● **Document passage**:
Thursday, June 23, 2011

Helpful Hint #6: Is this yarn a good deal?

…or, they should really teach this sort of thing in Calculus.

Did you, like me, tear your hair out in school over the following:

“Jimmy is traveling by train, going 80 mph, and Suzie is traveling by car, going 55 mph. Jimmy is 100 miles from their motel and Suzie is 50 miles from the same point. How many minutes will it take each to reach…”

And people wonder why our children have no math skills.

Instead, they should be giving our young entrepreneurs of tomorrow word problems like THIS:

Brand Name Yarn is on sale at your LYS for $5.99 a skein. It is also advertised on your favorite on-line site for $6.99 – this is the cheapest you’ve been able to find on-line.

Shipping for the on-line site, if you buy 10 skeins: $5.99

Your LYS is 10 miles away. Your car is currently getting 24 miles to the gallon, thanks to the A/C, and gas is running at $4 a gallon. So, $.17 * 10 = $1.70. Oh, and tax (if your state taxes yarn at 6%) would be roughly $3.60.

● **Stated goal**: Set down the part of the yarn pricing post between "Did you, like" and "no math skills.", inclusive, word for word. These data have no connection to the yarn pricing post.

(Records in a dataset)
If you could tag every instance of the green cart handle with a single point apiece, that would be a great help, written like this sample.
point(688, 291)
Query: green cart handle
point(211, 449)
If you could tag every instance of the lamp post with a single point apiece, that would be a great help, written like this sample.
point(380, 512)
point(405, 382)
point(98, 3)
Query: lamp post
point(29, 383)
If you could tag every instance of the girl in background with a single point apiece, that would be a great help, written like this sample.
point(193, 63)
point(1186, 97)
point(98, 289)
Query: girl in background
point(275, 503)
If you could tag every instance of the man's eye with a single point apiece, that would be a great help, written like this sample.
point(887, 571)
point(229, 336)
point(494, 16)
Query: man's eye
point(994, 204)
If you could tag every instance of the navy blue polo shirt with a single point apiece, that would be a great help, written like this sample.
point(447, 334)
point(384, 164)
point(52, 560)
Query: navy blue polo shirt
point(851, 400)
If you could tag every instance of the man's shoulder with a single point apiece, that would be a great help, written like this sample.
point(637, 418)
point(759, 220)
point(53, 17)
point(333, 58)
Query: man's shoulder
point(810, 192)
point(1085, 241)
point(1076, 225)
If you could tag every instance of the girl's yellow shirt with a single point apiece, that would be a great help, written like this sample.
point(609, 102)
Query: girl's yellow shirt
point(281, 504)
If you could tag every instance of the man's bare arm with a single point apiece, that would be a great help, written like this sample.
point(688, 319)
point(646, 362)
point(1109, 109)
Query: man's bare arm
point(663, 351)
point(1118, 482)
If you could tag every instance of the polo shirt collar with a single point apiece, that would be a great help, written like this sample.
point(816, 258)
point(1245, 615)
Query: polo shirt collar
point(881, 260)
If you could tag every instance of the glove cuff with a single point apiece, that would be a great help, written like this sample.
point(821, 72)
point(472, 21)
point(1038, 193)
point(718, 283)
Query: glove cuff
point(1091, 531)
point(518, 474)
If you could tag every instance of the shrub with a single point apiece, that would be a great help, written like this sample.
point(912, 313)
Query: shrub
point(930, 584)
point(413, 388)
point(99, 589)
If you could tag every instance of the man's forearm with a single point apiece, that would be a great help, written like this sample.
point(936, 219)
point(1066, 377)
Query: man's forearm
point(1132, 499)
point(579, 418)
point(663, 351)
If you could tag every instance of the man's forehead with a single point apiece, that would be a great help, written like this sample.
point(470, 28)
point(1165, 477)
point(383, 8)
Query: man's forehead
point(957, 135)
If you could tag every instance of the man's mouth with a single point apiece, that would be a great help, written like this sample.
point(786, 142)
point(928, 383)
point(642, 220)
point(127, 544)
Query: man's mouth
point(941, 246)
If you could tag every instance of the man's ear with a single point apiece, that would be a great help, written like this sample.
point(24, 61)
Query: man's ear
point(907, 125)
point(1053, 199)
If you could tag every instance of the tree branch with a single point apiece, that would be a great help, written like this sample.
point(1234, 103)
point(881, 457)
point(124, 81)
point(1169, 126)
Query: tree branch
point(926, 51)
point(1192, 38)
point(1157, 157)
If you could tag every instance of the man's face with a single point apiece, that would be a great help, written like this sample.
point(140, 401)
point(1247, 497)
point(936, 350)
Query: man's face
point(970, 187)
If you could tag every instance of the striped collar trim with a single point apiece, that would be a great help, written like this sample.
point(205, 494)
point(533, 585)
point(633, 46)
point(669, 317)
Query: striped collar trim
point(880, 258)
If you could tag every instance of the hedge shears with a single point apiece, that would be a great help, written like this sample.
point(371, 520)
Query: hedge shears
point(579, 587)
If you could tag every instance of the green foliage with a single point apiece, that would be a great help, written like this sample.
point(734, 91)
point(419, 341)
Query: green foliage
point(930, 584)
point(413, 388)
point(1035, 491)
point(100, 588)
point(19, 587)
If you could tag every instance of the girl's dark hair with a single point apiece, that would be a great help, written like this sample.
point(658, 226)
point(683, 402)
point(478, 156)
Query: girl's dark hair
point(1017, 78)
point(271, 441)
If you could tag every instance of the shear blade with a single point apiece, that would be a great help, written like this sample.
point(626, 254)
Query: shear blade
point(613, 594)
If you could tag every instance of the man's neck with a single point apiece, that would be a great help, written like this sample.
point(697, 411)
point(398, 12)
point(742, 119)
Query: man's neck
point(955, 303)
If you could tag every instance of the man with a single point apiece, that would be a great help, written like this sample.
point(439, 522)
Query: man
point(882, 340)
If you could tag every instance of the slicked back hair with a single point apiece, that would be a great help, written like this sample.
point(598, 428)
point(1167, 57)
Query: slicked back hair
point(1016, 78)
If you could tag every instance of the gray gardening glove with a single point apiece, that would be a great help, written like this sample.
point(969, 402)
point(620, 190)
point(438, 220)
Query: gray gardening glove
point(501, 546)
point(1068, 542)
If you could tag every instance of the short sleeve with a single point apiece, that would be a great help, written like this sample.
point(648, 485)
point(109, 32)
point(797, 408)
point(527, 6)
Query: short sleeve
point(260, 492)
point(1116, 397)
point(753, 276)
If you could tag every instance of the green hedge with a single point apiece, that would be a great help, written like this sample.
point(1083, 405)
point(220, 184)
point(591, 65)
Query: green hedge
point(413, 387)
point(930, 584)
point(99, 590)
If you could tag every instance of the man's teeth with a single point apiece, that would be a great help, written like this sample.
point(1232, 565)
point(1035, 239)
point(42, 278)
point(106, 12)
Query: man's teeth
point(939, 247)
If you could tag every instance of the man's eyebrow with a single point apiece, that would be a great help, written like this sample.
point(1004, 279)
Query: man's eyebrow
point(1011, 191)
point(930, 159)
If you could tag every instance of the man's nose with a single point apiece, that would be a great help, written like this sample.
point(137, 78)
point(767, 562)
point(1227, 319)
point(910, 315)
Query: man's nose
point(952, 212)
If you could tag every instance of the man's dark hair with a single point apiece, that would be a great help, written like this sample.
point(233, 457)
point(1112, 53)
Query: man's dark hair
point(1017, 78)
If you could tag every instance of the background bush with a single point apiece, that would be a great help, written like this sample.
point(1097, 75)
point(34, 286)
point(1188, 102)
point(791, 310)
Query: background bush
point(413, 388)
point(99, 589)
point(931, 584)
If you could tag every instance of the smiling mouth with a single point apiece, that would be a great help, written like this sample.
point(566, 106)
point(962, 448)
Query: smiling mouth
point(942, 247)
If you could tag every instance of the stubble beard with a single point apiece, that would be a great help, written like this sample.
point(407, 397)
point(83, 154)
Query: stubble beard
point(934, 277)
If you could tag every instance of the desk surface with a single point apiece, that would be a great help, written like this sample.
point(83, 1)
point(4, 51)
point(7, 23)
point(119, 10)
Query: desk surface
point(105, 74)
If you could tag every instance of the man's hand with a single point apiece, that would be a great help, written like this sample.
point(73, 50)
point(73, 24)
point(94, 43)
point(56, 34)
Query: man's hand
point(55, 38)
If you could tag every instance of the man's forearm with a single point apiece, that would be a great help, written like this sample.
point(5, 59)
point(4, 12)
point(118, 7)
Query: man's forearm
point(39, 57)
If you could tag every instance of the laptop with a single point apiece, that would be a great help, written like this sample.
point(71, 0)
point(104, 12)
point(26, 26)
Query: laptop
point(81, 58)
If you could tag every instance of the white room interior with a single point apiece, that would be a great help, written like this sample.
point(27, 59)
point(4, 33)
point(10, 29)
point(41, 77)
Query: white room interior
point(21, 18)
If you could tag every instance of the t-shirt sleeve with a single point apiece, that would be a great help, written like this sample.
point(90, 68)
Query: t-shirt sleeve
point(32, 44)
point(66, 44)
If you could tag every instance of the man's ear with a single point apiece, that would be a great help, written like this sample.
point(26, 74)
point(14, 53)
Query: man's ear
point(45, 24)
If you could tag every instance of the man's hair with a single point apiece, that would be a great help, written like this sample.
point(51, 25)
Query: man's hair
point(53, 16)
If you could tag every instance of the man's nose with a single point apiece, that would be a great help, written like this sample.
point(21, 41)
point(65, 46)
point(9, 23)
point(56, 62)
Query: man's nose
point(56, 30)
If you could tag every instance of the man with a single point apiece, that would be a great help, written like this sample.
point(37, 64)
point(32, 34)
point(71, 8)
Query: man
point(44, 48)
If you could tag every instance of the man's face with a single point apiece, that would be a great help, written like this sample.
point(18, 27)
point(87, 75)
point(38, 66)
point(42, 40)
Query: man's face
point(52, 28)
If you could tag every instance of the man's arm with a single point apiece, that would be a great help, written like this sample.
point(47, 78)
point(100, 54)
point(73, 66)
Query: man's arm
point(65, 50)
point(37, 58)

● **Task output**:
Did you, like me, tear your hair out in school over the following:

“Jimmy is traveling by train, going 80 mph, and Suzie is traveling by car, going 55 mph. Jimmy is 100 miles from their motel and Suzie is 50 miles from the same point. How many minutes will it take each to reach…”

And people wonder why our children have no math skills.